▶ **Task requirements**:
Print the portion of the excerpt on the EC-Earth climate model that begins at the words "Model description paper 22" and ends after the words "Noije et al.", copying it word for word.

Geosci. Model Dev., 7, 2435-2475, 2014
https://doi.org/10.5194/gmd-7-2435-2014
© Author(s) 2014. This work is distributed under
the Creative Commons Attribution 3.0 License.

Model description paper 22 Oct 2014

Model description paper | 22 Oct 2014

Simulation of tropospheric chemistry and aerosols with the climate model EC-Earth

T. P. C. van Noije1, P. Le Sager1, A. J. Segers2, P. F. J. van Velthoven1, M. C. Krol3,4, W. Hazeleger1,3, A. G. Williams5, and S. D. Chambers5 T. P. C. van Noije et al.
  • 1Royal Netherlands Meteorological Institute, De Bilt, the Netherlands
  • 2Netherlands Organisation for Applied Scientific Research (TNO), Utrecht, the Netherlands
  • 3Wageningen University, Wageningen, the Netherlands
  • 4Institute for Marine and Atmospheric Research Utrecht, Utrecht University, Utrecht, the Netherlands
  • 5Institute for Environmental Research, Australian Nuclear Science and Technology Organisation, Lucas Heights, Australia

Abstract. We have integrated the atmospheric chemistry and transport model TM5 into the global climate model EC-Earth version 2.4. We present an overview of the TM5 model and the two-way data exchange between TM5 and the IFS model from the European Centre for Medium-Range Weather Forecasts (ECMWF), the atmospheric general circulation model of EC-Earth. In this paper we evaluate the simulation of tropospheric chemistry and aerosols in a one-way coupled configuration. We have carried out a decadal simulation for present-day conditions and calculated chemical budgets and climatologies of tracer concentrations and aerosol optical depth. For comparison we have also performed offline simulations driven by meteorological fields from ECMWF's ERA-Interim reanalysis and output from the EC-Earth model itself. Compared to the offline simulations, the online-coupled system produces more efficient vertical mixing in the troposphere, which reflects an improvement of the treatment of cumulus convection. The chemistry in the EC-Earth simulations is affected by the fact that the current version of EC-Earth produces a cold bias with too dry air in large parts of the troposphere. Compared to the ERA-Interim driven simulation, the oxidizing capacity in EC-Earth is lower in the tropics and higher in the extratropics. The atmospheric lifetime of methane in EC-Earth is 9.4 years, which is 7% longer than the lifetime obtained with ERA-Interim but remains well within the range reported in the literature. We further evaluate the model by comparing the simulated climatologies of surface radon-222 and carbon monoxide, tropospheric and surface ozone, and aerosol optical depth against observational data. The work presented in this study is the first step in the development of EC-Earth into an Earth system model with fully interactive atmospheric chemistry and aerosols.

▶ **Supplied information**:
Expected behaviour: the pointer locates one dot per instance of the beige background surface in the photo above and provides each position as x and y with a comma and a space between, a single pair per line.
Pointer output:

▶ **Solution for this exercise**:
Model description paper 22 Oct 2014

Model description paper | 22 Oct 2014

Simulation of tropospheric chemistry and aerosols with the climate model EC-Earth

T. P. C. van Noije1, P. Le Sager1, A. J. Segers2, P. F. J. van Velthoven1, M. C. Krol3,4, W. Hazeleger1,3, A. G. Williams5, and S. D. Chambers5 T. P. C. van Noije et al.